**Supplied records:**
◇ ◇ ◇ ◇
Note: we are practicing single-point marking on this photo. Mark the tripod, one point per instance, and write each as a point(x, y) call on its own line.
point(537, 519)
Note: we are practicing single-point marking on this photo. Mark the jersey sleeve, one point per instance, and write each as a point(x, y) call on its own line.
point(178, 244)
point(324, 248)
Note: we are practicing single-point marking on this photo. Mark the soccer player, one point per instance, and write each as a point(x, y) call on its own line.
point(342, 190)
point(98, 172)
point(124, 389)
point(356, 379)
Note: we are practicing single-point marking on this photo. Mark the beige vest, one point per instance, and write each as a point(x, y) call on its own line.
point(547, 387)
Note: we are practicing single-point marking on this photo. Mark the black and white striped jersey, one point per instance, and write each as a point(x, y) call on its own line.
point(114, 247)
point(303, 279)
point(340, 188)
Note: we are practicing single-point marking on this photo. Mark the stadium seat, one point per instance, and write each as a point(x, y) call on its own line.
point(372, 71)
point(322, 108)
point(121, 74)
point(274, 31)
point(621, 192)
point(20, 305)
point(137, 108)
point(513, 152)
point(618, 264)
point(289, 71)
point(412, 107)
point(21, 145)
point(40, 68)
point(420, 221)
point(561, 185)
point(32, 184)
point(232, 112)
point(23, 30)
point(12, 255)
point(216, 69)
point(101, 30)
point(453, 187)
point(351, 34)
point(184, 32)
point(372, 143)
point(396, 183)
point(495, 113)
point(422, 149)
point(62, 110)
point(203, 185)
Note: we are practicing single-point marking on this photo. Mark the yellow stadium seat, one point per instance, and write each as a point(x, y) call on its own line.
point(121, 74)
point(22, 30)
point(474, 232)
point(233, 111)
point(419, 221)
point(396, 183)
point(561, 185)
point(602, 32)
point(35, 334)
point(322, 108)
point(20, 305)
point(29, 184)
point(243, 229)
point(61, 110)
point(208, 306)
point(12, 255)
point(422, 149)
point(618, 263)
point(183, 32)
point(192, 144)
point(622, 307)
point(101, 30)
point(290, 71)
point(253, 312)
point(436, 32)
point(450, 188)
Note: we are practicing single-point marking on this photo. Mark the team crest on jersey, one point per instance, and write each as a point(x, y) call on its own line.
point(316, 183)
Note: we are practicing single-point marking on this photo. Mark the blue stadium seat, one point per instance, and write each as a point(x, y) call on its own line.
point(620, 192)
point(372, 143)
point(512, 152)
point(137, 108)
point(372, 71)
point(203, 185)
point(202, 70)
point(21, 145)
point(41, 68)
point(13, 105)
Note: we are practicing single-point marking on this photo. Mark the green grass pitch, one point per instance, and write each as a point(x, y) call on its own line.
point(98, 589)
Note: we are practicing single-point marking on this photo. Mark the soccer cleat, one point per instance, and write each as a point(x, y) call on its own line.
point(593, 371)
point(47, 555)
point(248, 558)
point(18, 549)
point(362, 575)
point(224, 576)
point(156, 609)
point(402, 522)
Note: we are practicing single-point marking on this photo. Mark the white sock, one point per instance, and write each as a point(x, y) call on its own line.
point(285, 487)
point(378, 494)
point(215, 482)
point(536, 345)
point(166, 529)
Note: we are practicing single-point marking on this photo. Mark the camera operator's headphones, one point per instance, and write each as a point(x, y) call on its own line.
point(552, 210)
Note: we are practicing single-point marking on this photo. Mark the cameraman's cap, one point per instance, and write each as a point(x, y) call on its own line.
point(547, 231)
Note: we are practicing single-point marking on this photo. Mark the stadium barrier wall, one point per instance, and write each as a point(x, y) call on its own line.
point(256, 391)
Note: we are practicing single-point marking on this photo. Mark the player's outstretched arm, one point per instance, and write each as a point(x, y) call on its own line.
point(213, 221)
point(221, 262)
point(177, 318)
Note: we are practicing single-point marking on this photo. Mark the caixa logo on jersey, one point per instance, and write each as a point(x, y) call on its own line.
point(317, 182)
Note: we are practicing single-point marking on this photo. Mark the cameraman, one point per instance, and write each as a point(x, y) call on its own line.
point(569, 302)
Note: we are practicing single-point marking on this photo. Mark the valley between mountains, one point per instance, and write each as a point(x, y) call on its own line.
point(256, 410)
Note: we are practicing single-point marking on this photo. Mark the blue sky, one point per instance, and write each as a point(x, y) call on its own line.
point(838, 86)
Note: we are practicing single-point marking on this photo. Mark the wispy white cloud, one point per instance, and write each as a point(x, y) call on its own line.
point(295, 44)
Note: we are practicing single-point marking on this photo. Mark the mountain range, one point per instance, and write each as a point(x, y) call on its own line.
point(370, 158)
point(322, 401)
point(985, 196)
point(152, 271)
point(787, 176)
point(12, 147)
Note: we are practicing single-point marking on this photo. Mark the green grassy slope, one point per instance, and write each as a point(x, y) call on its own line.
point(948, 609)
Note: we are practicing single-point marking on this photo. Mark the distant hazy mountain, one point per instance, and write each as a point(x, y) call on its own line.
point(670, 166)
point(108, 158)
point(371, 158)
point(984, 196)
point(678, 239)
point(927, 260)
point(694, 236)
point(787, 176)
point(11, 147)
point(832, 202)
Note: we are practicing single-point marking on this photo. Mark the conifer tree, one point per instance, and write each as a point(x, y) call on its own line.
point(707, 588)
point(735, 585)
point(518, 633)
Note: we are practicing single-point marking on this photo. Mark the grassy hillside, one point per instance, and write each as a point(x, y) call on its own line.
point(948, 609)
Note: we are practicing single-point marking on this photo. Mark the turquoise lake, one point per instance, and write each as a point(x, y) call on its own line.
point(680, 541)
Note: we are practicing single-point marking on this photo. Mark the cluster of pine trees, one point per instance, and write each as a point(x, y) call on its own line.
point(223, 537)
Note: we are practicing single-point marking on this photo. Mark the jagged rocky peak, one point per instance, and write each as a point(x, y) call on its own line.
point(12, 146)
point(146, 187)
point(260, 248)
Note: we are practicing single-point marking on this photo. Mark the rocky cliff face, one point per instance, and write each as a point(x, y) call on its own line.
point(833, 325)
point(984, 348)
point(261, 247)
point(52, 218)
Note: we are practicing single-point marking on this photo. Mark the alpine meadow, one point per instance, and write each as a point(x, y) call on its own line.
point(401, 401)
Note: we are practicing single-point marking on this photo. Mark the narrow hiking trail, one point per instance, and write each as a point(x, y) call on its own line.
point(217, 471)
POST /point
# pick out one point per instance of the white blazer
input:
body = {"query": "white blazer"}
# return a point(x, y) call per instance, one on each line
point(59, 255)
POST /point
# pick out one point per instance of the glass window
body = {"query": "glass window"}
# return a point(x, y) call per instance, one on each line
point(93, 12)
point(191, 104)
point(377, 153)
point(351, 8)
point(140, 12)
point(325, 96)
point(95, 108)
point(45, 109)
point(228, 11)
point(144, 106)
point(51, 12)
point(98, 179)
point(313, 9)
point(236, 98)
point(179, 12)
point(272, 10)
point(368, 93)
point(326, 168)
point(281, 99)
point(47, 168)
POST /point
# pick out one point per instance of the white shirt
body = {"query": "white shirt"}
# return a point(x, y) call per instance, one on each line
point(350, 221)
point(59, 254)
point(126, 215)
◇ ◇ ◇ ◇
**The task:** Copy out all of the lines above verbatim, keeping them in their original order.

**Answer to this exercise:**
Note: we are practicing single-point marking on this photo. Mark the tripod, one point per instance, and write each as a point(x, y) call on its own line.
point(537, 519)
Note: we are practicing single-point marking on this photo. Mark the jersey sleeve, one point per instance, and write each as a point(x, y) call on its own line.
point(178, 244)
point(324, 248)
Note: we are practicing single-point marking on this photo. Mark the soccer player, one point per instance, and write each as a point(x, y) call on its own line.
point(342, 190)
point(98, 172)
point(124, 389)
point(356, 379)
Note: we are practicing single-point marking on this photo. Mark the beige vest, one point per instance, and write each as a point(x, y) call on its own line.
point(547, 387)
Note: we are practicing single-point marking on this photo. Mark the black and white striped jersey, one point per instance, and write each as a point(x, y) call on its own line.
point(114, 247)
point(303, 279)
point(340, 188)
Note: we are practicing single-point marking on this photo. Mark the stadium seat, one point per instance, and write each as a point(x, y) call on its own line.
point(372, 71)
point(322, 108)
point(121, 74)
point(274, 31)
point(621, 192)
point(20, 305)
point(137, 108)
point(513, 152)
point(618, 264)
point(289, 71)
point(412, 107)
point(21, 145)
point(40, 68)
point(420, 221)
point(561, 185)
point(32, 184)
point(232, 112)
point(23, 30)
point(12, 255)
point(216, 69)
point(101, 30)
point(453, 187)
point(351, 34)
point(184, 32)
point(372, 143)
point(396, 183)
point(495, 113)
point(422, 149)
point(62, 110)
point(203, 185)
Note: we are practicing single-point marking on this photo. Mark the yellow stadium seat, one point per instance, and write each as a point(x, y) call on its own line.
point(121, 74)
point(22, 30)
point(474, 232)
point(233, 111)
point(419, 221)
point(396, 183)
point(561, 185)
point(602, 32)
point(35, 334)
point(322, 108)
point(20, 305)
point(29, 184)
point(243, 229)
point(61, 110)
point(208, 306)
point(12, 255)
point(422, 149)
point(618, 263)
point(183, 32)
point(192, 144)
point(622, 307)
point(101, 30)
point(290, 71)
point(253, 312)
point(436, 32)
point(450, 188)
Note: we are practicing single-point marking on this photo. Mark the team crest on jersey, one point per instance, and write each as a point(x, y) call on its own line.
point(316, 183)
Note: we are practicing single-point marking on this photo. Mark the blue stadium seat, one point per instance, and write each as a point(x, y) call on its own line.
point(620, 192)
point(372, 143)
point(512, 152)
point(137, 108)
point(372, 71)
point(203, 185)
point(202, 70)
point(21, 145)
point(41, 68)
point(13, 105)
Note: we are practicing single-point marking on this photo. Mark the green grass pitch, one point per instance, and write each as a point(x, y) call on its own line.
point(98, 589)
Note: we are practicing single-point marking on this photo. Mark the soccer cleat, one point per instance, and write each as a point(x, y) call on its own line.
point(593, 371)
point(47, 555)
point(248, 558)
point(18, 549)
point(362, 575)
point(224, 576)
point(156, 609)
point(402, 522)
Note: we are practicing single-point marking on this photo. Mark the white sock, one point per instance, and write each as a point(x, y) call on its own line.
point(285, 487)
point(378, 494)
point(215, 482)
point(536, 345)
point(166, 529)
Note: we are practicing single-point marking on this photo. Mark the camera operator's headphones, one point per instance, and write each as a point(x, y) call on its own line.
point(552, 210)
Note: we are practicing single-point marking on this photo. Mark the cameraman's cap, one point per instance, and write each as a point(x, y) call on its own line.
point(547, 231)
Note: we are practicing single-point marking on this photo. Mark the stadium barrier wall, one point per instance, and write each as a point(x, y) call on its own line.
point(256, 391)
Note: we are practicing single-point marking on this photo. Mark the player's outstretched arm, one point per instance, and write each as a point(x, y) call on its own line.
point(213, 221)
point(221, 262)
point(177, 318)
Note: we are practicing single-point marking on this photo. Mark the caixa logo on jersey, one point per instance, and write each as a point(x, y) call on its own line.
point(317, 182)
Note: we are practicing single-point marking on this photo. Mark the cameraman, one point per instance, and write each as a point(x, y) call on its own line.
point(569, 302)
Note: we are practicing single-point marking on this photo. Mark the valley between mountains, one point per instance, and write each as a point(x, y) call on its own line.
point(256, 410)
Note: we are practicing single-point marking on this photo. Mark the blue sky, one point per instance, and write each as a point(x, y) call on its own line.
point(838, 86)
Note: we are practicing single-point marking on this photo. Mark the wispy white cloud, one point per instance, and write each as a point(x, y) call on its own line.
point(295, 44)
Note: we are practicing single-point marking on this photo. Mark the mountain range, one point per instance, and write each as a point(x, y) call on its own line.
point(370, 158)
point(322, 401)
point(985, 196)
point(152, 271)
point(787, 176)
point(12, 147)
Note: we are practicing single-point marking on this photo. Mark the green grassy slope, one point per instance, and write each as a point(x, y) call on its own line.
point(948, 609)
Note: we are practicing single-point marking on this photo. Mark the distant hazy mountain, one point per instance, and write each as a point(x, y) call on its own line.
point(670, 166)
point(108, 158)
point(371, 158)
point(984, 196)
point(678, 239)
point(927, 260)
point(694, 236)
point(787, 176)
point(11, 147)
point(832, 202)
Note: we are practicing single-point marking on this photo. Mark the conifer tree, one point per instance, and write each as a point(x, y) call on its own line.
point(707, 588)
point(735, 585)
point(518, 633)
Note: we are practicing single-point marking on this photo. Mark the grassy hillside, one point per instance, and write each as a point(x, y) call on its own line.
point(948, 609)
Note: we are practicing single-point marking on this photo. Mark the turquoise lake, one point per instance, and write each as a point(x, y) call on its own line.
point(680, 541)
Note: we are practicing single-point marking on this photo. Mark the cluster of pine trees, one point per instance, and write each as a point(x, y) call on its own line.
point(223, 537)
Note: we are practicing single-point marking on this photo. Mark the jagged rocky peak, one point per instance, and write each as a point(x, y) call on its own line.
point(12, 146)
point(146, 187)
point(260, 248)
Note: we are practicing single-point marking on this photo. Mark the rocky cliff face, one point per instance, and write each as a point(x, y) call on its own line.
point(833, 325)
point(984, 348)
point(261, 247)
point(52, 218)
Note: we are practicing single-point marking on this photo. Mark the alpine meadow, one point per instance, and write each as a point(x, y) call on its own line.
point(401, 401)
Note: we are practicing single-point marking on this photo. Mark the narrow hiking trail, one point per instance, and write each as a point(x, y) call on its own line.
point(217, 471)
POST /point
# pick out one point per instance of the white blazer
input:
body = {"query": "white blazer"}
# return a point(x, y) call per instance, one on each line
point(59, 255)
POST /point
# pick out one point per instance of the glass window
body = {"query": "glass window"}
# return a point(x, y) call per instance, one on each line
point(93, 12)
point(191, 104)
point(377, 153)
point(351, 8)
point(140, 12)
point(325, 96)
point(95, 108)
point(45, 109)
point(228, 11)
point(144, 106)
point(51, 12)
point(98, 179)
point(313, 9)
point(236, 98)
point(179, 12)
point(272, 10)
point(368, 93)
point(326, 168)
point(281, 99)
point(47, 168)
POST /point
# pick out one point per instance of the white shirt
body = {"query": "white shirt"}
# return a point(x, y) call per instance, one on each line
point(350, 221)
point(59, 254)
point(126, 215)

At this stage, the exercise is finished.